Natural language region descriptions
================

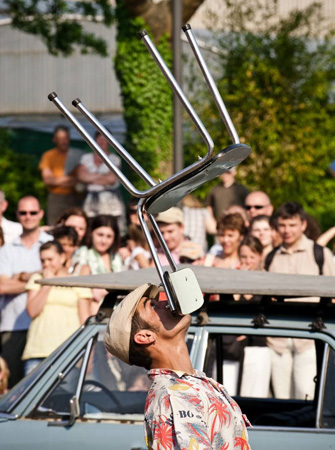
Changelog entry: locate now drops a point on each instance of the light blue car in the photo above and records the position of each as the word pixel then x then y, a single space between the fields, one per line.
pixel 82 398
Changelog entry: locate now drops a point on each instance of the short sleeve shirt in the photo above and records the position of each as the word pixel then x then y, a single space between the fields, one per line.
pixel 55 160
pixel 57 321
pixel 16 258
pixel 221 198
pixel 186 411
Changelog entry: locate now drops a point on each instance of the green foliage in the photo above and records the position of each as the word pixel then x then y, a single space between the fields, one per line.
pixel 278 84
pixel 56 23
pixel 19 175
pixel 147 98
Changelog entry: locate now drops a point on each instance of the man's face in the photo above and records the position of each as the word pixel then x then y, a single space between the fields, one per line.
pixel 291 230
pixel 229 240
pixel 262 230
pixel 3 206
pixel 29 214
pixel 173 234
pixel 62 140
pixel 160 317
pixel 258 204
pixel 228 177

================

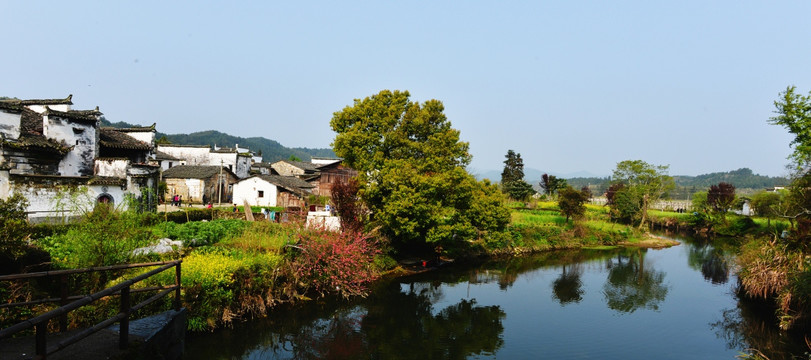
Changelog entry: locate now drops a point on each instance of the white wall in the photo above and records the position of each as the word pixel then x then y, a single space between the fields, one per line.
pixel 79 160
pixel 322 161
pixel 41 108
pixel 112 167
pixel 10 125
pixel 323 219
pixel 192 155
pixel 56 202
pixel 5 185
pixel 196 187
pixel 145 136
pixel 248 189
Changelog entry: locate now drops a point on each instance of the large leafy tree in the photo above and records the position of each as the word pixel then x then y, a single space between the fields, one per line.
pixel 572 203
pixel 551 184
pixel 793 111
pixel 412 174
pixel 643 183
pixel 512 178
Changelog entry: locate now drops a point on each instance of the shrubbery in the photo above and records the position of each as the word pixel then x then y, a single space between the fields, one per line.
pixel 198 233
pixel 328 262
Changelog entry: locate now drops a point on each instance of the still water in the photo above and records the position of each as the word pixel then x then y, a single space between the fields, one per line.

================

• **Task prompt**: Beginning at the line above with "of the shrubbery" and finishing at the line with "of the still", return each line exactly and return nothing else.

• **Expected answer**:
Changelog entry: locate now drops a point on each instance of the shrubbery in the photo above and records the position of each as the word pixel then x then y, a single space between the fields, one per line.
pixel 198 233
pixel 328 262
Changelog entry: locate now drops a point on each instance of the still water in the photo above and records the position of each as the word pixel then x then y, a single space between the fields, one per line.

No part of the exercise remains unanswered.